The original dataset comes from the City of Toronto's Open Data Portal.
The data is stored in CSV files with the following format:
Column Name | Description |
---|---|
TAG_NUMBER_MASKED | First three (3) characters masked with asterisks |
DATE_OF_INFRACTION | Date the infraction occurred in YYYYMMDD format |
INFRACTION_CODE | Applicable Infraction code (numeric) |
INFRACTION_DESCRIPTION | Short description of the infraction |
SET_FINE_AMOUNT | Amount of set fine applicable (in dollars) |
TIME_OF_INFRACTION | Time the infraction occurred in HHMM format (24-hr clock) |
LOCATION1 | Code to denote proximity (see table below) |
LOCATION2 | Street address |
LOCATION3 | Code to denote proximity (optional) |
LOCATION4 | Street address (optional) |
PROVINCE | Province or state code of vehicle licence plate |
The proximity code LOCATION1
is additional information about the location of the infraction in relation to the provided address LOCATION2
. Similar for LOCATION3
and LOCATION4
. Since a number of tickets (around 20%) are located not by an exact address, but by these additional location qualifiers, we will do our best to incorporate those tickets.

**Collected data:**
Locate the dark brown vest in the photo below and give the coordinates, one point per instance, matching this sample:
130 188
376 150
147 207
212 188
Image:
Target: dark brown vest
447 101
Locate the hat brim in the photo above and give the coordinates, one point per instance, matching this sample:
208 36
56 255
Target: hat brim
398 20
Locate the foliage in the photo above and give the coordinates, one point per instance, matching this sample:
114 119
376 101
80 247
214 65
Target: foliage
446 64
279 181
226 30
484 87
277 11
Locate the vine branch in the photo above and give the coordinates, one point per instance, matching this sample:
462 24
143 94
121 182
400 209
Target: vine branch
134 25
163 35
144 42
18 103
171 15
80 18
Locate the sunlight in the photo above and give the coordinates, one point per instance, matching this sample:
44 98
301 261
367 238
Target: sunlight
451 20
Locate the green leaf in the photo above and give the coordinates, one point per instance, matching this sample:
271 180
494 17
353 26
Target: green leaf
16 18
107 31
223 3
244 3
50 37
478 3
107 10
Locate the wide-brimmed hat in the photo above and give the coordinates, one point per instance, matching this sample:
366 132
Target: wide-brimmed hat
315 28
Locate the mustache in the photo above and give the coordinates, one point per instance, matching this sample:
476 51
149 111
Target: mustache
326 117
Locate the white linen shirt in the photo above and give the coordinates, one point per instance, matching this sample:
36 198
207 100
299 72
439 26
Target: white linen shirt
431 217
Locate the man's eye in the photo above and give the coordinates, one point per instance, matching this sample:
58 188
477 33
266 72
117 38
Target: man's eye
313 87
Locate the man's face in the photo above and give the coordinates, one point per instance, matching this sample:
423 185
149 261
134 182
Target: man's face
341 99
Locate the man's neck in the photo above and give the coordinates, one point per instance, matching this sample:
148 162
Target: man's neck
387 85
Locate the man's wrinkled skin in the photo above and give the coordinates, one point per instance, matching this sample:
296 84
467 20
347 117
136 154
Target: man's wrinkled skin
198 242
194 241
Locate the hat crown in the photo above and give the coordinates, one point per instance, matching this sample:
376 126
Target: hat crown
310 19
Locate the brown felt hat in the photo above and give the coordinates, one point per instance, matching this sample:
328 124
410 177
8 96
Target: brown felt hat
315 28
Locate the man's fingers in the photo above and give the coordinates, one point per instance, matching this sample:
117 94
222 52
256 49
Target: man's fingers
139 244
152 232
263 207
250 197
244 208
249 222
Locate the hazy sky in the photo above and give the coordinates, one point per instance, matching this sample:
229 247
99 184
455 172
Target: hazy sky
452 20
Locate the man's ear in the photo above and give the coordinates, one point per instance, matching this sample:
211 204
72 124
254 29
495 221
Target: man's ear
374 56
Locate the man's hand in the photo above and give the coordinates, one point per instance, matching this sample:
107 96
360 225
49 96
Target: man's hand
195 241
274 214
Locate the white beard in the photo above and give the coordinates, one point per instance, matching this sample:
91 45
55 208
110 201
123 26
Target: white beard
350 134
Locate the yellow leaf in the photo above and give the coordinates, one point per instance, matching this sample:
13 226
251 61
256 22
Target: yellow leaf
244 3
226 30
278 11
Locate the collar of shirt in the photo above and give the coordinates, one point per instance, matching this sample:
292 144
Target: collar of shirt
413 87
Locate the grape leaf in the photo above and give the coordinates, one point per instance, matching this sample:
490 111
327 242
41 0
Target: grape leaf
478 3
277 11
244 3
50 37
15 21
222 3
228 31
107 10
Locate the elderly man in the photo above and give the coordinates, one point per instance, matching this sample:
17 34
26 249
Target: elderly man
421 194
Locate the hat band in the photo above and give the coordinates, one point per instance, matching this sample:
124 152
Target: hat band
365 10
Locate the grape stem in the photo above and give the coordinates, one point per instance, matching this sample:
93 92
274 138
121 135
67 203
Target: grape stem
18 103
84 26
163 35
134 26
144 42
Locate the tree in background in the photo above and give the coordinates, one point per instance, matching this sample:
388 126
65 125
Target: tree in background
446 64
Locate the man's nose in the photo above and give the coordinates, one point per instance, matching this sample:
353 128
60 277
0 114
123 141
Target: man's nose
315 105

**AIM OF THE TASK:** Resume the ticket dataset description, continuing on from its final sentence. The records have no connection to the ticket dataset description.

**OUTPUT FOR THIS EXERCISE:**
Proximity Code | Description |
---|---|
AT | At |
NR | Near |
OPP | Opposite |
R/O | Rear of |
N/S | North Side |
S/S | South Side |
E/S | East Side |
W/S | West Side |
N/O | North of |
S/O | South of |
E/O | East of |
W/O | West of |
The first step is to extract the csv
files from the raw zip file provided by the open data portal. We'll use duckdb
to read these.
select * from read_csv('Parking_Tags_Data_2022.*.csv', delim=',', header = true, quote='"', auto_detect=true, filename=true);
The analysis I want to do on this dataset requires geocoding the locations of the tickets at a "street" level. This service is offered by many providers, but to cut down on cost, we'll self host our own.
The OpenStreetMap
project allows you to geocode for free, but it wouldn't be very nice of us to hammer their servers with a bulk request like this. Instead, we can make use of the docker container provided by mediagis
The details are provided in svc/nominatim/start.sh
. It's pretty straightforward, and the only thing of note here is that we're using a small pbf
file only covering Toronto, which is graciously hosted by BBBike
The other piece of infrastructure we're going to stand up is a small server to host libpostal, which is used to normalize street addresses. Similarly, the details are provided in svc/libpostal_rest/start.sh
. I could have embedded this, but I didn't want to go through the effort to be frank. I opted for a docker container that someone else had built.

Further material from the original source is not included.